Alıştırma Bölümleri:
[a] Sayfa alıntısındaki davacı vekilinin iddiasına göre sözleşmedeki karşılıklı edimler arasındaki dengenin neden davacı aleyhine bozulduğunu bir ila üç cümleyle açıklayın.
[b] Sayfa alıntısına dayanarak aşağıdaki soruları cevaplayın.
(i) Karar hangi tarihte verilmiştir?
(ii) Duruşma için hangi gün belirlenmiştir?
(iii) Davacı vekili şimdilik ne kadar menfi zararın davalıdan tahsilini talep etmiştir?

Abaküs Yazılım
11. Hukuk Dairesi
Esas No: 2020/1522
Karar No: 2022/650
Karar Tarihi: 26.01.2022

Yargıtay 11. Hukuk Dairesi 2020/1522 Esas 2022/650 Karar Sayılı İlamı

11. Hukuk Dairesi         2020/1522 E.  ,  2022/650 K.

    "İçtihat Metni"

    MAHKEMESİ :TİCARET MAHKEMESİ

    Taraflar arasında görülen davada Ankara 8. Asliye Ticaret Mahkemesi'nce bozmaya uyularak verilen 13/11/2019 tarih ve 2010/479-2019/960 sayılı kararın Yargıtay'ca duruşmalı olarak incelenmesi birleşen 2010/257 esas sayılı davada davacı vekilince duruşmalı, Aksa İnşaat Ltdi Şti. ve Türkiye Elektrik Dağıtım A.Ş. vekilleri tarafından duruşmasız istenmiş olduğu anlaşılmakla, duruşma için belirlenen 25.01.2022 günü hazır bulunan asıl ve birleşen davada davacı ... Ltd. Şti. vekili Av. ... ile birleşen davada davacı ...Ş. vekili Av. ... ve birleşen davada davacı-asıl davada davalı Tedaş vekili Av.... dinlenildikten sonra duruşmalı işlerin yoğunluğu ve süre darlığından ötürü işin incelenerek karara bağlanması ileriye bırakıldı. Tetkik Hakimi ... tarafından düzenlenen rapor dinlenildikten ve yine dosya içerisindeki dilekçe, duruşma tutanakları ve tüm belgeler okunup incelendikten sonra işin gereği görüşülüp, düşünüldü:
    Davacı vekili, müvekkili ile davalı arasında Dicle E.D.A.Ş. Genel Müdürlüğü Şanlıurfa İl Müdürlüğü hizmet alanı içinde bulunan mevcut ve sözleşme süresince sisteme dahil olacak elektrik enerjisi kulanıcılarına ait elektrik tüketimlerinin tahakkukunun yapılması ve fatura bedellerinin idareye ödenmesinin sağlanması ile özel şartnamede belirtilen diğer işlerin sözleşme, idari şartname ve ekli dökümanlardaki şartlarda tahakkuk ve tahsilat hedeflerini gerçekleştirecek şekilde yapılmasına yönelik hizmet işlerini kapsayan 10.04.2006 tarihli sözleşme imzalandığını, ihalenin yapıldığı 14.12.2005 tarihinde işe başlama zamanı olarak 01.01.2006 tarihinin varsayıldığını, yer ve iş tesliminin davacı şirkete 01.06.2006 tarihinde taraflarca imzalanan protokolle yapıldığını, sözleşmenin yapıldığı andaki karşılıklı edimler arasında evrak üzerinde var olan dengenin işe başlama tarihinin büroktratik çalışmaların öngörülenden uzun sürmesi ve yasal süreç nedeni ile işe başlama zamanının 6 ay gecikmesi nedeniyle davacı aleyhine katlanılmayacak derecede bozulduğunu ve işlemin temelinden çöktüğünü, işlem mahallindeki sosyal sebeplerden (terör, feodal yapı, eğitim seviyesi vs) kaynaklanan tahakkuk imkansızlığının davalı tarafından örtbas edildiğini, davacının davalı tarafından hataya düşürüldüğünü, sözleşmenin uyarlanması talebinin davalı tarafından kabul edilmediğini ileri sürerek, 2005/165070 ihale kayıt numaralı sözleşmenin feshine, şimdilik 10.000 YTL menfi zararın faiziyle birlikte davalıdan tahsiline karar verilmesini talep ve dava etmiştir.

Gösterilen Veriler:
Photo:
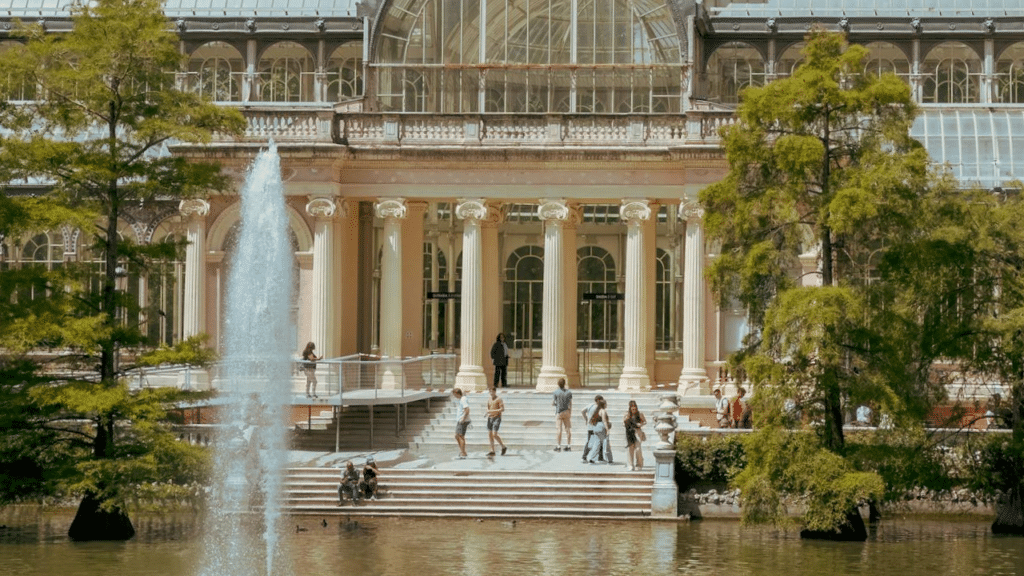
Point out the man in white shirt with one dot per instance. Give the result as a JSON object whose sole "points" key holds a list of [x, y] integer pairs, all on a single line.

Yanıtlar:
[a] Davacı vekiline göre ihalede işe başlama zamanı 01.01.2006 olarak varsayılmıştır. Ancak bürokratik çalışmaların öngörülenden uzun sürmesi ve yasal süreç nedeniyle işe başlama 6 ay gecikmiş, yer ve iş teslimi ancak 01.06.2006 tarihli protokolle yapılabilmiştir. Bu gecikme, sözleşme anındaki dengeyi davacı aleyhine katlanılmayacak derecede bozmuştur.

[b]
(i) 26.01.2022
(ii) 25.01.2022
(iii) Faiziyle birlikte 10.000 YTL